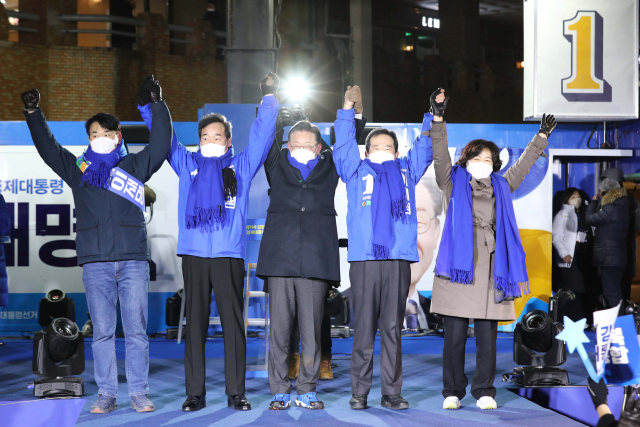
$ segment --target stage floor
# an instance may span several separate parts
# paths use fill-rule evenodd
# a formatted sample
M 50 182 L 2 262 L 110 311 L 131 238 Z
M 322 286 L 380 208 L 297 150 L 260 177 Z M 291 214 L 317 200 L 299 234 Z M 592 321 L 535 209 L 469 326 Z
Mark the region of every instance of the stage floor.
M 593 337 L 591 337 L 593 338 Z M 6 340 L 0 346 L 0 392 L 24 387 L 33 381 L 31 372 L 32 341 Z M 118 410 L 107 415 L 93 415 L 89 407 L 97 397 L 98 388 L 93 381 L 93 360 L 90 341 L 85 343 L 87 350 L 85 379 L 86 402 L 80 413 L 78 426 L 286 426 L 305 425 L 337 427 L 347 425 L 361 426 L 579 426 L 584 425 L 552 410 L 545 409 L 509 390 L 517 388 L 511 383 L 501 381 L 502 374 L 513 367 L 513 340 L 509 334 L 499 334 L 498 369 L 495 386 L 498 388 L 496 401 L 498 409 L 481 411 L 475 406 L 475 399 L 469 394 L 462 400 L 458 411 L 443 410 L 442 387 L 442 338 L 410 337 L 403 338 L 403 396 L 409 401 L 410 409 L 392 411 L 380 406 L 380 349 L 379 338 L 376 342 L 374 358 L 374 381 L 369 394 L 370 408 L 365 411 L 351 411 L 349 379 L 349 353 L 352 339 L 333 340 L 334 359 L 337 364 L 332 381 L 318 382 L 318 396 L 326 409 L 311 411 L 292 407 L 288 411 L 269 411 L 269 385 L 266 377 L 247 378 L 247 397 L 253 410 L 238 412 L 227 408 L 224 394 L 224 369 L 222 339 L 207 342 L 207 407 L 193 414 L 185 414 L 180 408 L 184 395 L 184 345 L 164 338 L 150 342 L 150 398 L 156 405 L 156 411 L 138 414 L 130 409 L 124 368 L 124 339 L 117 340 L 119 359 L 119 397 Z M 248 363 L 256 363 L 263 352 L 263 341 L 250 338 L 247 345 Z M 577 353 L 568 355 L 569 360 L 563 366 L 569 371 L 574 384 L 586 383 L 586 370 Z M 475 369 L 475 340 L 467 342 L 466 373 L 469 383 Z M 0 395 L 0 401 L 33 400 L 32 390 L 22 390 Z M 292 392 L 295 399 L 295 388 Z M 591 402 L 584 402 L 585 409 L 591 408 Z M 26 425 L 26 424 L 22 424 Z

================================

What is needed is every record above printed exactly, with no pictures.

### Task response
$ segment --target stage floor
# an instance may span several separate parts
# paths use fill-rule evenodd
# a formatted sample
M 50 182 L 2 262 L 110 311 L 131 238 Z
M 322 286 L 380 208 L 297 150 L 260 177 Z M 291 214 L 317 200 L 299 234 Z M 592 321 L 535 209 L 469 326 Z
Mark the region of every instance of the stage floor.
M 593 337 L 591 337 L 593 338 Z M 6 340 L 0 346 L 0 392 L 24 387 L 33 381 L 31 372 L 32 341 Z M 118 410 L 107 415 L 93 415 L 89 407 L 97 397 L 98 388 L 93 381 L 93 360 L 90 341 L 85 343 L 87 350 L 85 379 L 86 402 L 80 413 L 78 426 L 286 426 L 305 425 L 337 427 L 347 425 L 361 426 L 579 426 L 584 425 L 552 410 L 545 409 L 509 390 L 517 388 L 511 383 L 501 381 L 502 374 L 513 367 L 513 340 L 509 334 L 499 334 L 498 369 L 495 386 L 498 388 L 496 401 L 498 409 L 481 411 L 475 406 L 475 399 L 469 394 L 462 400 L 458 411 L 443 410 L 442 387 L 442 338 L 410 337 L 403 338 L 403 396 L 409 401 L 410 409 L 392 411 L 380 406 L 380 349 L 379 338 L 376 342 L 374 358 L 374 381 L 369 394 L 370 408 L 365 411 L 351 411 L 349 379 L 349 353 L 352 339 L 333 340 L 334 359 L 337 364 L 332 381 L 318 382 L 318 396 L 326 409 L 311 411 L 292 407 L 288 411 L 269 411 L 269 385 L 266 377 L 247 378 L 247 397 L 253 410 L 238 412 L 227 408 L 224 394 L 224 369 L 222 339 L 207 342 L 207 407 L 193 414 L 185 414 L 180 408 L 184 395 L 184 345 L 164 338 L 150 342 L 150 398 L 156 405 L 156 411 L 138 414 L 130 409 L 124 368 L 124 339 L 117 340 L 119 359 L 119 397 Z M 248 363 L 256 363 L 263 352 L 263 341 L 250 338 L 247 345 Z M 577 353 L 568 355 L 569 360 L 563 366 L 569 371 L 574 384 L 586 383 L 586 370 Z M 475 369 L 475 340 L 467 342 L 466 373 L 469 383 Z M 0 395 L 0 401 L 33 400 L 32 390 L 22 390 Z M 292 392 L 295 399 L 295 388 Z M 591 402 L 584 402 L 585 409 L 591 408 Z M 26 425 L 26 424 L 22 424 Z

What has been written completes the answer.